# GIVEN INSTRUCTION
From the listing below, gather each line in which the word "every" appears.

Picture annotation records:
--- BEGIN ---
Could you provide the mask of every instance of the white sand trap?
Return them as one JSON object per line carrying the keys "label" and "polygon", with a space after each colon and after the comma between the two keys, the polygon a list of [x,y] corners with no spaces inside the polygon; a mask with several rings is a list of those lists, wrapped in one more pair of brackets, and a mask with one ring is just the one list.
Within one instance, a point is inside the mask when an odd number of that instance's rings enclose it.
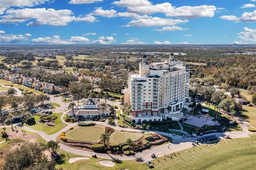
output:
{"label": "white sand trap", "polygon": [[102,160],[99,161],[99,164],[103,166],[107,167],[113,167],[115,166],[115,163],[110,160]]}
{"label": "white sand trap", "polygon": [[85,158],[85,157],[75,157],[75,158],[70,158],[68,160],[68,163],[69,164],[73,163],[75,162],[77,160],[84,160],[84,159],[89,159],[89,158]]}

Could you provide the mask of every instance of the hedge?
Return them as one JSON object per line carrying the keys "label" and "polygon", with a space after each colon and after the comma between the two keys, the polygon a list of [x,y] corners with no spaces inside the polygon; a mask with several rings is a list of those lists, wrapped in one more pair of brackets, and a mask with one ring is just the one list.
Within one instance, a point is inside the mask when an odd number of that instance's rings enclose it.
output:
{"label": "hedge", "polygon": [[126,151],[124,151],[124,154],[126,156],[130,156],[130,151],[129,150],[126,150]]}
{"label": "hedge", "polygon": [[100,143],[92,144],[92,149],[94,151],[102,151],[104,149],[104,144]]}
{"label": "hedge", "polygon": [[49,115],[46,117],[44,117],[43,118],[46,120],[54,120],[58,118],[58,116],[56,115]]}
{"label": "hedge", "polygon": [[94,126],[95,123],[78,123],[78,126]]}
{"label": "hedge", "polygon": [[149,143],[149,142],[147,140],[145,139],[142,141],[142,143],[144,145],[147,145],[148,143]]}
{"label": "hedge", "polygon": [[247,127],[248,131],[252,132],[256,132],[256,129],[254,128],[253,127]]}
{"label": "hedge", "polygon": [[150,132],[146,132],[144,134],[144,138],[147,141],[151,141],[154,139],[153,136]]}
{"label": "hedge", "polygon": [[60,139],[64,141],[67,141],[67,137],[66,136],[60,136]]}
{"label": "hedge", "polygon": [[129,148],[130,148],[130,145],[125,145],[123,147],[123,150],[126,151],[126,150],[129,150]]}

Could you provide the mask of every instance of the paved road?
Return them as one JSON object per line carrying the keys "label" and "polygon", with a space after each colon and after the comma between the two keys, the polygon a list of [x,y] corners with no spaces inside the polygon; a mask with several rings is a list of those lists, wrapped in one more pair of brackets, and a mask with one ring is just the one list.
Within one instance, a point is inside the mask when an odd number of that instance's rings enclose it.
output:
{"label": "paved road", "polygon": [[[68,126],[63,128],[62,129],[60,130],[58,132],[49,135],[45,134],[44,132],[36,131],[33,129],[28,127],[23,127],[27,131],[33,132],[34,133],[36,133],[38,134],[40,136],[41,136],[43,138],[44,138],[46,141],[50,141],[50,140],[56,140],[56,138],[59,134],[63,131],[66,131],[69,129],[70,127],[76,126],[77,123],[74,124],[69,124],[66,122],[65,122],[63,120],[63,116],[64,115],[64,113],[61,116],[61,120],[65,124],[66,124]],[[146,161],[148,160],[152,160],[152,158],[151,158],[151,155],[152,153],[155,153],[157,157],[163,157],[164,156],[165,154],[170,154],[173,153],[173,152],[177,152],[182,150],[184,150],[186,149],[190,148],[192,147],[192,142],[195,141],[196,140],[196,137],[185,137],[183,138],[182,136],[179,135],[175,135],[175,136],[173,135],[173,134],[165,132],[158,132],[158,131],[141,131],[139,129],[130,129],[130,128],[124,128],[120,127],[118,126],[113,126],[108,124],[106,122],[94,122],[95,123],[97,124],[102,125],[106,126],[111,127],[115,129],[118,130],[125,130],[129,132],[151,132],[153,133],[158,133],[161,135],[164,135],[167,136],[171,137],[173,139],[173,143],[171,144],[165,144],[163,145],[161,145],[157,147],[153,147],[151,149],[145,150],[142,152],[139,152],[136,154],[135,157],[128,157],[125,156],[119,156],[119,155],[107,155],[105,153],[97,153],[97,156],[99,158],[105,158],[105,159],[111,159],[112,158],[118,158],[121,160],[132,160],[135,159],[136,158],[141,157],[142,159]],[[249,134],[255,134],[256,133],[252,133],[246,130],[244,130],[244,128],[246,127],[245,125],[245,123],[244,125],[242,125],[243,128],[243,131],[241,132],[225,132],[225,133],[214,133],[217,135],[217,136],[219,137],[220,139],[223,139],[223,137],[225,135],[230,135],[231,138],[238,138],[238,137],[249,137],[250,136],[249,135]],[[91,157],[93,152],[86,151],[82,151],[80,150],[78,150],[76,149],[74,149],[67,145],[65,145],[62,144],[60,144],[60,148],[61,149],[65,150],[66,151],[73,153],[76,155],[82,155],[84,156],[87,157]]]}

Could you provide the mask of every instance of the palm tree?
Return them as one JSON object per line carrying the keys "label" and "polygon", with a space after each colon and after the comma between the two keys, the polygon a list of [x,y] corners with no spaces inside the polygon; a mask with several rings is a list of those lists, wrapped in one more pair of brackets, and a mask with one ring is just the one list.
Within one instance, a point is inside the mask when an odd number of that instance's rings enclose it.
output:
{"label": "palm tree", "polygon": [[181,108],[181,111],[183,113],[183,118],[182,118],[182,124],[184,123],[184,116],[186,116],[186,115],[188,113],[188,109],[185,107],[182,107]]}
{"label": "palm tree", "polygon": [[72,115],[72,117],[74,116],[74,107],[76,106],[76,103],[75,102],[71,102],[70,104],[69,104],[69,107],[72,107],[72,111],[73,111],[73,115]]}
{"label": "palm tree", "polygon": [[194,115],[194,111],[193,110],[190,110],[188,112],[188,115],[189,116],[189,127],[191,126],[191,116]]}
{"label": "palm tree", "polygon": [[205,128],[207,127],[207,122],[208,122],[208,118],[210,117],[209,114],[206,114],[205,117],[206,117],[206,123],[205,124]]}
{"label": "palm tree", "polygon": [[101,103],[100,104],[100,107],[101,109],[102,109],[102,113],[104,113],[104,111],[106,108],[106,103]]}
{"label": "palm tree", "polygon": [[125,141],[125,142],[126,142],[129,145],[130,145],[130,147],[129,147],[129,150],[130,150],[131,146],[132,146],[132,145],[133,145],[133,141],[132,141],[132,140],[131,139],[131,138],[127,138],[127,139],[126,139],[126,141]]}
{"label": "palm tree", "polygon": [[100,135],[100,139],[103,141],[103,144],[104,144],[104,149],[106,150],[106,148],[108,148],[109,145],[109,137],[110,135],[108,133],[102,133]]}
--- END ---
# RESULT FOR THIS EXERCISE
Could you provide the mask of every instance of the white sand trap?
Could you provide the mask of every instance of the hedge?
Could you provide the mask of every instance of the paved road?
Could you provide the mask of every instance of the palm tree?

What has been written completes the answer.